▸ Instructions:
• a. Write out the dbt-excel package description from "Home-page: https://github.com/godatadriven/dbt-excel" to "the database first.".
• b. Extend the dbt-excel package description past its final sentence.

▸ Quoted text:
Metadata-Version: 2.1
Name: dbt-excel
Version: 1.4.0rc1
Summary: The excel adapter plugin for dbt (data build tool)
Home-page: https://github.com/godatadriven/dbt-excel
Author: Cor Zuurmond,Dumky de Wilde,Juan Perafan,Henk Griffioen
Author-email: Cor.Zuurmond@xebia.com,Dumky.deWilde@xebia.com,Henk.Griffioen@xebia.com, juan.perafan@xebia.com
License: UNKNOWN
Platform: UNKNOWN
Description-Content-Type: text/markdown
Provides-Extra: glue
License-File: LICENSE

## dbt-duckdb

[DuckDB](http://duckdb.org) is an embedded database, similar to SQLite, but designed for OLAP-style analytics.
It is crazy fast and allows you to read and write data stored in CSV and Parquet files directly, without requiring you to load
them into the database first.

[dbt](http://getdbt.com) is the best way to manage a collection of data transformations written in SQL or Python for analytics
and data science. `dbt-duckdb` is the project that ties DuckDB and dbt together, allowing you to create a [Modern Data Stack In
A Box](https://duckdb.org/2022/10/12/modern-data-stack-in-a-box.html) or a simple and powerful data lakehouse- no Java or Scala
required.

▸ Given material:
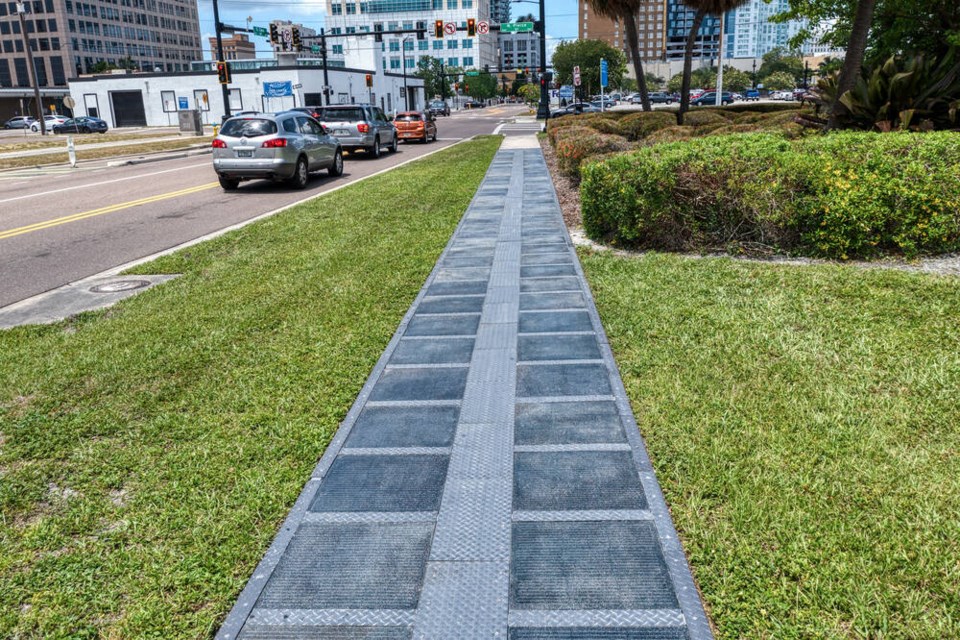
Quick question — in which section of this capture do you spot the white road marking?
[0,162,212,204]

▸ Answers:
• a.
Home-page: https://github.com/godatadriven/dbt-excel
Author: Cor Zuurmond,Dumky de Wilde,Juan Perafan,Henk Griffioen
Author-email: Cor.Zuurmond@xebia.com,Dumky.deWilde@xebia.com,Henk.Griffioen@xebia.com, juan.perafan@xebia.com
License: UNKNOWN
Platform: UNKNOWN
Description-Content-Type: text/markdown
Provides-Extra: glue
License-File: LICENSE

## dbt-duckdb

[DuckDB](http://duckdb.org) is an embedded database, similar to SQLite, but designed for OLAP-style analytics.
It is crazy fast and allows you to read and write data stored in CSV and Parquet files directly, without requiring you to load
them into the database first.

• b.
### Installation

This project is hosted on PyPI, so you should be able to install it and the necessary dependencies via:

`pip3 install dbt-duckdb`

The latest supported version targets `dbt-core` 1.3.x and `duckdb` version 0.5.x, but we work hard to ensure that newer
versions of DuckDB will continue to work with the adapter as they are released. If you would like to use our new (and experimental!)
support for persisting the tables that DuckDB creates to the [AWS Glue Catalog](https://aws.amazon.com/glue/), you should install
`dbt-duckdb[glue]` in order to get the AWS dependencies as well.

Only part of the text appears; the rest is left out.